**** PASSAGE FOR REVIEW ****
Unless your doctor recommends it, you probably don’t need a calcium supplement. Some research has linked them to a greater risk of heart disease and prostate cancer, but that link isn’t clear. You can strengthen your bones with exercise like walking, tennis, dancing, and lifting weights. And fill your plate with calcium-rich foods like yoghurt, almonds, dark leafy greens (for vitamin K), and fish or fortified foods for vitamin D.
Glucosamine and chondroitin, two types of arthritis supplements, are among the most popular supplements sold in some developed countries. They are found naturally in human cartilage. Research on whether they can ease arthritis pain or prevent arthritis is mixed. Still, most experts say there’s no harm in trying them, in case you’re one of the people who get relief from them. As with all supplements, it’s best to check with your doctor first.
**** INFORMATION SHOWN ****
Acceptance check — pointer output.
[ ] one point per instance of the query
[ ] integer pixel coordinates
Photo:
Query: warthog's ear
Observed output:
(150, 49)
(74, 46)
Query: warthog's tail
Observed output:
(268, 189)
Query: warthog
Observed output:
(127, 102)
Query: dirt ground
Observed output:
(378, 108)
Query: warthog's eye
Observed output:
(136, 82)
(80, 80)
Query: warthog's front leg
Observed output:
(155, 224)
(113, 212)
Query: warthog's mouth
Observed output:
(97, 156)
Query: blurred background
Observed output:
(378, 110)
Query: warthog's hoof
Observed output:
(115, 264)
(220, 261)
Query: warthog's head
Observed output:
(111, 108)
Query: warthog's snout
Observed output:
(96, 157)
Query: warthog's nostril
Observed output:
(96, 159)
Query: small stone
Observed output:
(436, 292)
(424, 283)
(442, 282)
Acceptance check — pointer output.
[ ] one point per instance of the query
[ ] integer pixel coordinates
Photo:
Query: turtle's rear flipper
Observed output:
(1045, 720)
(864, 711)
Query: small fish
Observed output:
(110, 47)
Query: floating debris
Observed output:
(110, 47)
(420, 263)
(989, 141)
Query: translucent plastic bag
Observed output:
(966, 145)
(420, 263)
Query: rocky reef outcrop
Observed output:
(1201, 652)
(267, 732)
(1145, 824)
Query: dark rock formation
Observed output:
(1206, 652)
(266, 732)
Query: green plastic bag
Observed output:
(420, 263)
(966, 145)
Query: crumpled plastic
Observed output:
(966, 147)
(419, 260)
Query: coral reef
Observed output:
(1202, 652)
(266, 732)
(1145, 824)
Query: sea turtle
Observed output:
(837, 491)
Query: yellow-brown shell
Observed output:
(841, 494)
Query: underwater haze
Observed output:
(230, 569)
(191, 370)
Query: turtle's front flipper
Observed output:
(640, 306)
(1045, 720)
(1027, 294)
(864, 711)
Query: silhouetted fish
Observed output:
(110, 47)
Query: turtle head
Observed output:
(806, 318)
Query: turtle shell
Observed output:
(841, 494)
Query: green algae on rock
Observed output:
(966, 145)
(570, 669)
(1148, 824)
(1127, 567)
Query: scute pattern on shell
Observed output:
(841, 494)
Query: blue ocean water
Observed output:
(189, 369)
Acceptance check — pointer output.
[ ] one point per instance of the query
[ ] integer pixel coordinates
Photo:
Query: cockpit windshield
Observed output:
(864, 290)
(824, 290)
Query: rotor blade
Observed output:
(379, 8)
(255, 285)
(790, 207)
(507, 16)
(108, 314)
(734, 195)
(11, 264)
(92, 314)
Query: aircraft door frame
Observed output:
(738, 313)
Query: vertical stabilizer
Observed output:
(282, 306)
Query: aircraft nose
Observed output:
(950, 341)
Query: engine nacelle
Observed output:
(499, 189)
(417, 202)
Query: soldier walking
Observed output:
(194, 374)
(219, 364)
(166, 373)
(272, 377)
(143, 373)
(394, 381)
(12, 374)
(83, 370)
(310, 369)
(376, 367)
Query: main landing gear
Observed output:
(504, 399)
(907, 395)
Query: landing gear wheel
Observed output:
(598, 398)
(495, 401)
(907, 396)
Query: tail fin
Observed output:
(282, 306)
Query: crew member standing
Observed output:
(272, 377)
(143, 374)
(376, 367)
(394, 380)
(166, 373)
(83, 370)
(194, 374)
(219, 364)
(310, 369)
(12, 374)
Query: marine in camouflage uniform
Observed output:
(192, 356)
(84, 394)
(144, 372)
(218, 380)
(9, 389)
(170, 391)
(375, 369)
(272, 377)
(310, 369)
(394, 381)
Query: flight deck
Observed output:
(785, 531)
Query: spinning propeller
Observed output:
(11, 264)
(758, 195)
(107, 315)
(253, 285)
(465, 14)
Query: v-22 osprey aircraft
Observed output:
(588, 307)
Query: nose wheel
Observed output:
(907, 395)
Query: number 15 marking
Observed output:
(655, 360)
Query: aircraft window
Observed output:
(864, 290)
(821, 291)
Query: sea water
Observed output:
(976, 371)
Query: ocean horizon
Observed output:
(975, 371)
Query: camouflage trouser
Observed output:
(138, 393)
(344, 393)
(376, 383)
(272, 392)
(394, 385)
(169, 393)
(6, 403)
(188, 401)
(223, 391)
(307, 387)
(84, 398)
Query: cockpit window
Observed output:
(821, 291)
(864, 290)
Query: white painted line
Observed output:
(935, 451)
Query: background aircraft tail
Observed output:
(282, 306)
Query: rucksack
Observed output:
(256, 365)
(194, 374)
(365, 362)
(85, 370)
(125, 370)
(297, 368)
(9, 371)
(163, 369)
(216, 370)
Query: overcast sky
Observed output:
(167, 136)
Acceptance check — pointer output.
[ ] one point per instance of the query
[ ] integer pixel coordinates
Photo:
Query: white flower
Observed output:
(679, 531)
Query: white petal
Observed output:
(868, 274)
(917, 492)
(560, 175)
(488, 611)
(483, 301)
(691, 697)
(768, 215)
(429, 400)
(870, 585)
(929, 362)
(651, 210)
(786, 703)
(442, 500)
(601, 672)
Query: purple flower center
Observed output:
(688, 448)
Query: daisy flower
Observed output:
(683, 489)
****
** PROBLEMS AND TASKS **
A: Write out the stretch of the supplements passage from "Unless your doctor" through "for vitamin D.", switching "tennis" to "hiking".
B: Resume the supplements passage after its last sentence and keep writing it.

** EXPECTED RESPONSES **
A:
Unless your doctor recommends it, you probably don’t need a calcium supplement. Some research has linked them to a greater risk of heart disease and prostate cancer, but that link isn’t clear. You can strengthen your bones with exercise like walking, hiking, dancing, and lifting weights. And fill your plate with calcium-rich foods like yoghurt, almonds, dark leafy greens (for vitamin K), and fish or fortified foods for vitamin D.

B:
Your body can’t make vitamin C, so you have to get it from food. And it’s easy to hit the recommended daily amount. Just 3/4 cup of orange or half a cup red bell pepper both provide more than 150% of what you need. So you probably don’t need a supplement. There are popular products on the market with mega-doses of vitamin C that claim to prevent colds (or at least shorten how long they last), but research on that has been inconclusive.
This hormone plays a role in sleep. Your body makes it, and it’s sold in pill form. Because there’s not much evidence about the safety of taking melatonin long-term, you’re better off trying it for short-term problems, like jet lag or a temporary bout of insomnia. Side effects can include drowsiness, headache, dizziness, or nausea.
This mineral supports your body in lots of ways. It gives you energy and keeps your heart healthy, for example. But even though it’s found in a range of foods, including nuts, seeds, whole grains, and leafy greens, some countries don’t get enough. If you’re interested in taking a magnesium supplement, ask your doctor which type is best. There are several options.
Coenzyme Q10 (CoQ10)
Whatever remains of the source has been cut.